▸ Short exercise 1:
Set down, word for word, the lines of the entries below, starting with the line that contains "the stethoscope, returning" and going on through the last line of the entries.

(DEPRECATED) Apache Flink User Mailing List archive.

Insufficient number of network buffers for simple last_value aggregate

Classic

List

Threaded

3 messages Options

Schneider, Thilo

Insufficient number of network buffers for simple last_value aggregate

Dear list,

when trying to compute a simple last_value aggregate, flink fails with an IOException. The query is defined as follows:

from pyflink.table import EnvironmentSettings, StreamTableEnvironment
env_settings = EnvironmentSettings.new_instance().in_streaming_mode().use_blink_planner().build()
t_env = StreamTableEnvironment.create(environment_settings=env_settings)

t_env.execute_sql("""
CREATE TABLE key_change_test (
  id INT,  val1 STRING,  val2 STRING,  t AS proctime()
) WITH (
  'connector' = 'kafka',
  'format' = 'csv',
  'topic' = 'flink_test',
  'properties.bootstrap.servers' = 'localhost:9192',
  'properties.group.id' = 'foo'
)
""")

tt = t_env.sql_query("SELECT id, LAST_VALUE(val1) AS val1, LAST_VALUE(val2) AS val2 FROM key_change_test GROUP BY id") 

t_env.execute_sql("CREATE TABLE debug (id INT, val1 VARCHAR, val2 VARCHAR) WITH ('connector' = 'print')")
tt.execute_insert("debug")

Looking at the logs I get the following error message:

[…]

2020-10-30 07:45:46,474 WARN org.apache.flink.runtime.taskmanager.Task [] - Source: TableSourceScan(table=[[default_catalog, default_database, key_change_test]], fields=[id, val1, val2]) (21/88) (02f23a929919c200dbd54b7dcef635e2) switched from DEPLOYING to FAILED.

java.io.IOException: Insufficient number of network buffers: required 89, but only 67 available. The total number of network buffers is currently set to 2048 of 32768 bytes each. You can increase this number by setting the configuration keys 'taskmanager.memory.network.fraction', 'taskmanager.memory.network.min', and 'taskmanager.memory.network.max'.

at org.apache.flink.runtime.io.network.buffer.NetworkBufferPool.internalCreateBufferPool(NetworkBufferPool.java:357) ~[flink-dist_2.11-1.11.2.jar:1.11.2]

at org.apache.flink.runtime.io.network.buffer.NetworkBufferPool.createBufferPool(NetworkBufferPool.java:332) ~[flink-dist_2.11-1.11.2.jar:1.11.2]

at org.apache.flink.runtime.io.network.partition.ResultPartitionFactory.lambda$createBufferPoolFactory$0(ResultPartitionFactory.java:224) ~[flink-dist_2.11-1.11.2.jar:1.11.2]

at org.apache.flink.runtime.io.network.partition.ResultPartition.setup(ResultPartition.java:146) ~[flink-dist_2.11-1.11.2.jar:1.11.2]

at org.apache.flink.runtime.taskmanager.Task.setupPartitionsAndGates(Task.java:869) [flink-dist_2.11-1.11.2.jar:1.11.2]

at org.apache.flink.runtime.taskmanager.Task.doRun(Task.java:635) [flink-dist_2.11-1.11.2.jar:1.11.2]

at org.apache.flink.runtime.taskmanager.Task.run(Task.java:546) [flink-dist_2.11-1.11.2.jar:1.11.2]

at java.lang.Thread.run(Thread.java:748) [?:1.8.0_141]

[…]

What is happening there? For me it seems that flink is requesting an awful lot of resources for a simple query (the kafka topic has only one partition and is used for manual injection only, so no big traffic there).

▸ Short exercise 2:
Extend the mailing list thread about Flink network buffers, picking up after its final sentence.

▸ Working data:
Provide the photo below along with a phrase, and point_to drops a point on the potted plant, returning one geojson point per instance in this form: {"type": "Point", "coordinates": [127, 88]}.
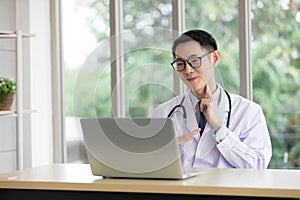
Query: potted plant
{"type": "Point", "coordinates": [7, 92]}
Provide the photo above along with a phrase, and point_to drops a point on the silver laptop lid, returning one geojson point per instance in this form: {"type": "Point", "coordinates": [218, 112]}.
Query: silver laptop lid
{"type": "Point", "coordinates": [132, 147]}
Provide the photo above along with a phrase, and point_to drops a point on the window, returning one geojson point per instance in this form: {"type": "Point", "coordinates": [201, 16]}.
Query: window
{"type": "Point", "coordinates": [147, 39]}
{"type": "Point", "coordinates": [147, 77]}
{"type": "Point", "coordinates": [86, 70]}
{"type": "Point", "coordinates": [276, 81]}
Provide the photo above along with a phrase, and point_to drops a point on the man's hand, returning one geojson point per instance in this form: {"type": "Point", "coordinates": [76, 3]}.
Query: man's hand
{"type": "Point", "coordinates": [209, 104]}
{"type": "Point", "coordinates": [187, 137]}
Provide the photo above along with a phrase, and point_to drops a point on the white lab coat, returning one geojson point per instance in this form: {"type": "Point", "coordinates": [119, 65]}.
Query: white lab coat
{"type": "Point", "coordinates": [247, 144]}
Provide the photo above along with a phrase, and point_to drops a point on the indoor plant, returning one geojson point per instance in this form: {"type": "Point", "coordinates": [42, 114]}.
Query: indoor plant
{"type": "Point", "coordinates": [7, 92]}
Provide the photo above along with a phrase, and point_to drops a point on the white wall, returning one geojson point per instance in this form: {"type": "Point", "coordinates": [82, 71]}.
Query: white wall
{"type": "Point", "coordinates": [30, 16]}
{"type": "Point", "coordinates": [41, 97]}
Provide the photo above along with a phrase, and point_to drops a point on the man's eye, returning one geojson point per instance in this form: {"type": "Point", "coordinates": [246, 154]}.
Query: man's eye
{"type": "Point", "coordinates": [179, 63]}
{"type": "Point", "coordinates": [194, 60]}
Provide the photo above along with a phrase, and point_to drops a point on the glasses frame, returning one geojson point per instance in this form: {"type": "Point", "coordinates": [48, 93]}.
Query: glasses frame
{"type": "Point", "coordinates": [187, 61]}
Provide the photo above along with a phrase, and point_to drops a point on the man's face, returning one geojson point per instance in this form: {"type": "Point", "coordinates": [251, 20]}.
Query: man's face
{"type": "Point", "coordinates": [195, 78]}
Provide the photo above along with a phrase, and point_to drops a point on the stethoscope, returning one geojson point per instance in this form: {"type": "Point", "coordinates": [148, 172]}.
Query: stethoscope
{"type": "Point", "coordinates": [180, 105]}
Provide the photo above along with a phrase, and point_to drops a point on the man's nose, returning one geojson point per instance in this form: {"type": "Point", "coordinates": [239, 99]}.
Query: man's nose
{"type": "Point", "coordinates": [188, 68]}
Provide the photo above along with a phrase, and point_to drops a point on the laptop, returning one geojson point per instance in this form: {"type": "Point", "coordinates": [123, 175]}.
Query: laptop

▸ Task response 1:
Provide the photo above along with a phrase, and point_to drops a point on the stethoscope, returning one geojson point per instance in this form: {"type": "Point", "coordinates": [148, 172]}.
Query: stethoscope
{"type": "Point", "coordinates": [180, 105]}
Provide the photo above along with a phrase, and point_to drops a point on the man's nose, returning one geojson point per instance in this form: {"type": "Point", "coordinates": [239, 99]}.
Query: man's nose
{"type": "Point", "coordinates": [188, 68]}
Provide the photo above along with a phrase, and point_to drops a point on the laptop, returning one geojson point per instance in this form: {"type": "Point", "coordinates": [123, 175]}.
Query: laptop

▸ Task response 2:
Can you help me with any way around that problem?

Thanks in advance

Thilo

Fraport AG Frankfurt Airport Services Worldwide, 60547 Frankfurt am Main, Sitz der Gesellschaft: Frankfurt am Main, Amtsgericht Frankfurt am Main: HRB 7042, Umsatzsteuer-Identifikationsnummer: DE 114150623, Vorsitzender des Aufsichtsrates: Michael Boddenberg – Hessischer Minister der Finanzen; Vorstand: Dr. Stefan Schulte (Vorsitzender), Anke Giesen, Michael Müller, Dr. Pierre Dominique Prümm, Dr. Matthias Zieschang

Xintong Song

Re: Insufficient number of network buffers for simple last_value aggregate

Hi Schneider,

The error message suggests that your task managers are not configured with enough network memory. You would need to increase the network memory configuration. See this doc [1] for more details.

Thank you~

Xintong Song

[1] https://ci.apache.org/projects/flink/flink-docs-release-1.11/ops/memory/mem_trouble.html#ioexception-insufficient-number-of-network-buffers

On Fri, Oct 30, 2020 at 2:53 PM Schneider, Thilo <[hidden email]> wrote:

Dear list,

when trying to compute a simple last_value aggregate, flink fails with an IOException. The query is defined as follows:

from pyflink.table import EnvironmentSettings, StreamTableEnvironment
env_settings = EnvironmentSettings.new_instance().in_streaming_mode().use_blink_planner().build()
t_env = StreamTableEnvironment.create(environment_settings=env_settings)
t_env.execute_sql("""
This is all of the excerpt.